__DOCUMENT EXTRACT__.
╭──

Bloomington Mayor Tari Renner joining hands with Bloomington's Imam Abu-Emad Al-Talla and Mayor Chris Koos of Normal. (Photo by Cristian Jaramillo/WGLT)

Bloomington Mayor Tari Renner joining hands with Bloomington's Imam Abu-Emad Al-Talla and Mayor Chris Koos of Normal. (Photo by Cristian Jaramillo/WGLT)

"I wanted to show him that we treat all people equally and that we instill in him the values of American culture that we believe in and that is freedom for all people and to be an open and welcoming person," said Knight.

Nadia Khusro, a Normal Community High School senior, said she was born in the United States but has Muslim relatives living in South Asia. 

"They might not be able to visit us because they are not Christian and they are not white," she said. "It makes me scared and it also makes me a little angry.

"They are my family, and they should have as much of a right to visit this country as anybody else."

They were among about 1,200 people who filled the Bloomington Center for the Performing Arts auditorium to capacity in a show of support for their immigrant neighbors and to protest President Donald Trump's executive order on immigration, making the rally one of the largest in recent memory in the Twin Cities.

Imam Sheikh Abu Emad Al-Talla of Masjid Ibrahim, a Bloomington mosque, was the first of many speakers who brought the crowd to their feet when he said, "On behalf of all Muslims all over the world: We love you guys. We are part of the United States of America."

NIOT organized the event following Trump's order on Friday banning entry to the United States citizens of seven predominantly Muslim nations for 90 days, all refugees for 120 days and people from Syria indefinitely.

On its Facebook page, NIOT asked the public to come “stand with our Muslim and other neighbors.” It also asked elected officials to attend, affirm the First Amendment's protection of freedom of religion stand against a registry of people based on their faith.

╰──

__SHORT PROBLEM A__.
In the entries, reproduce only the part that opens with the line containing "detect the window" and closes with the line containing "[[198, 111, 251, 212], [0, 105, 45, 255]]", switching "arched doorway opening" to "rounded entrance" and leaving everything else unchanged.

__RECORDS FOR THE TASK__.
╭──

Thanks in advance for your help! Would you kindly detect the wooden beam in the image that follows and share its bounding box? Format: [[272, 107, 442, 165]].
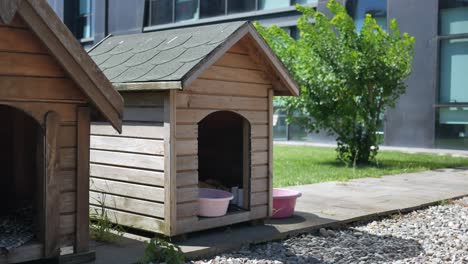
[[112, 81, 182, 92], [268, 89, 274, 216], [164, 90, 177, 236], [18, 0, 124, 131], [44, 112, 60, 258], [75, 107, 91, 253]]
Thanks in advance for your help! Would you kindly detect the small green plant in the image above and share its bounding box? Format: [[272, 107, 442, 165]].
[[438, 199, 452, 206], [89, 182, 125, 243], [139, 238, 185, 264]]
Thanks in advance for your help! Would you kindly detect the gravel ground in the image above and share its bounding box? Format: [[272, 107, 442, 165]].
[[191, 197, 468, 264]]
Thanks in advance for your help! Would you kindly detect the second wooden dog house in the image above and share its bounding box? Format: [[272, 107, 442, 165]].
[[90, 22, 299, 236], [0, 0, 123, 264]]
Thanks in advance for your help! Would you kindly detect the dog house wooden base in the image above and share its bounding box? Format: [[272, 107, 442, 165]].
[[0, 0, 123, 264], [90, 22, 298, 236]]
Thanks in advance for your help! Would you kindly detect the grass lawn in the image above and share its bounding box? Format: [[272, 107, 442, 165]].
[[273, 146, 468, 187]]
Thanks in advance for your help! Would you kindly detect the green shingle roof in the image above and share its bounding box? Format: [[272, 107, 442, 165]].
[[89, 22, 247, 83]]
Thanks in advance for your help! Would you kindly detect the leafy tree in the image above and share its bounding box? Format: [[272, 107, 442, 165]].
[[255, 0, 415, 164]]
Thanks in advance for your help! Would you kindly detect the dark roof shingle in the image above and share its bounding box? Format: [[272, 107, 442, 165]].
[[89, 22, 247, 83]]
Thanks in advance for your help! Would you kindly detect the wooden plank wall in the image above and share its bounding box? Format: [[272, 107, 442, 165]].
[[176, 41, 272, 234], [0, 17, 86, 250], [90, 92, 167, 232]]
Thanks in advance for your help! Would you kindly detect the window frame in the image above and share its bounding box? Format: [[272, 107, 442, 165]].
[[433, 1, 468, 148], [73, 0, 96, 43], [143, 0, 318, 29]]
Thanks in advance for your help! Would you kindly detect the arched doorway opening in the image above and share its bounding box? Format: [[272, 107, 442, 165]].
[[198, 111, 251, 212], [0, 105, 45, 255]]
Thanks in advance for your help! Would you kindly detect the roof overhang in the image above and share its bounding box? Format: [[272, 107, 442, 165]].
[[0, 0, 124, 132], [114, 22, 300, 96]]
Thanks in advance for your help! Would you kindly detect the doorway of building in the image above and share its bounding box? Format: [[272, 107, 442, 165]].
[[0, 105, 44, 255], [198, 111, 251, 212]]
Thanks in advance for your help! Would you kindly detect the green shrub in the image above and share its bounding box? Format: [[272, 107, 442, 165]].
[[139, 238, 185, 264]]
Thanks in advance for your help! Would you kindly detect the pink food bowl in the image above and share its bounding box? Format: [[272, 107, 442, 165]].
[[272, 188, 301, 218], [198, 188, 234, 217]]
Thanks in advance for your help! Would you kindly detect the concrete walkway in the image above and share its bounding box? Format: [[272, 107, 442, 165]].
[[87, 169, 468, 263], [274, 141, 468, 158]]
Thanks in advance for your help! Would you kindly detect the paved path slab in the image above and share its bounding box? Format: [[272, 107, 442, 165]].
[[87, 169, 468, 264]]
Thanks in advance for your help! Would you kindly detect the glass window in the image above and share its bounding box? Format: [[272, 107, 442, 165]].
[[294, 0, 318, 5], [147, 0, 173, 26], [273, 107, 288, 140], [200, 0, 226, 18], [175, 0, 199, 22], [439, 38, 468, 103], [258, 0, 290, 10], [436, 107, 468, 148], [346, 0, 387, 32], [76, 0, 94, 39], [228, 0, 255, 14], [439, 0, 468, 35]]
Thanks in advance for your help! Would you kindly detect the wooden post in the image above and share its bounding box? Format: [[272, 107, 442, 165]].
[[242, 119, 252, 209], [164, 90, 177, 236], [44, 112, 60, 258], [268, 89, 274, 216], [75, 107, 91, 253]]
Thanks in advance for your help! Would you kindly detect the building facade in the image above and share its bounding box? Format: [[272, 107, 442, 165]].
[[49, 0, 468, 149]]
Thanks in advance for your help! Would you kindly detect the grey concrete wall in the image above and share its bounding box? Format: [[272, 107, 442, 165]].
[[318, 0, 438, 147], [385, 0, 438, 147]]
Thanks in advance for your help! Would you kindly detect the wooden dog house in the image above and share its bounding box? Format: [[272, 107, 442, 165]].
[[90, 22, 299, 236], [0, 0, 123, 264]]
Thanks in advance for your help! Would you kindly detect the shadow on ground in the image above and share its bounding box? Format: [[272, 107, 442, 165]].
[[193, 229, 424, 263]]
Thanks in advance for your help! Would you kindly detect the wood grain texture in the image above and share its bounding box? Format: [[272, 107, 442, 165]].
[[0, 27, 49, 54], [177, 93, 268, 111], [75, 107, 91, 253], [176, 156, 198, 172], [91, 136, 164, 156], [252, 151, 268, 165], [89, 191, 164, 219], [91, 122, 164, 139], [177, 201, 198, 219], [177, 170, 198, 188], [59, 123, 77, 148], [90, 150, 164, 171], [123, 106, 164, 122], [60, 192, 76, 214], [176, 124, 198, 140], [200, 65, 271, 84], [120, 91, 168, 107], [184, 78, 271, 98], [176, 109, 268, 125], [90, 164, 164, 187], [252, 165, 269, 179], [177, 186, 198, 203], [91, 206, 165, 233], [268, 89, 274, 216], [175, 139, 198, 155], [90, 178, 164, 202], [164, 90, 177, 236], [43, 112, 61, 258], [0, 76, 86, 103], [0, 101, 77, 124], [0, 52, 65, 77], [213, 52, 261, 70], [18, 1, 123, 130], [252, 137, 270, 152]]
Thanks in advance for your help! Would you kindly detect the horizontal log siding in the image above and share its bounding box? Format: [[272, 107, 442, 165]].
[[176, 49, 272, 231], [0, 24, 87, 247], [89, 93, 165, 232]]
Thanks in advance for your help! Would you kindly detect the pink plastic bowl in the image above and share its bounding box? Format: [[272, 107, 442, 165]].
[[198, 188, 234, 217], [272, 188, 301, 218]]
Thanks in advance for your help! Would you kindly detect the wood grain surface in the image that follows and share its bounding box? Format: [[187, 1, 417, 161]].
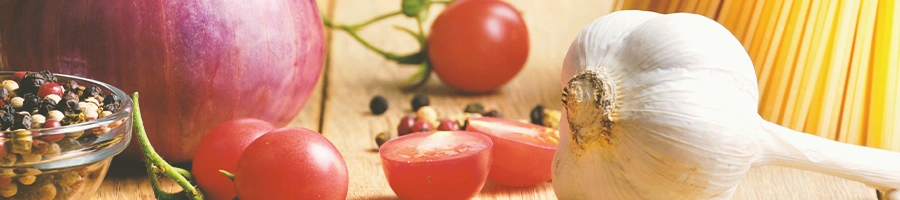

╰──

__SHORT PROBLEM B__.
According to the article on the Bloomington rally, about how many people filled the auditorium?

__CORRECT OUTPUT A__.
Thanks in advance for your help! Would you kindly detect the window frame in the image above and share its bounding box? Format: [[272, 107, 442, 165]].
[[433, 1, 468, 148], [73, 0, 96, 43], [143, 0, 318, 29]]
Thanks in advance for your help! Would you kindly detect the rounded entrance in the image above and share its bounding box? Format: [[272, 107, 442, 165]].
[[198, 111, 251, 212], [0, 105, 45, 255]]

__CORRECT OUTPUT B__.
About 1,200 people.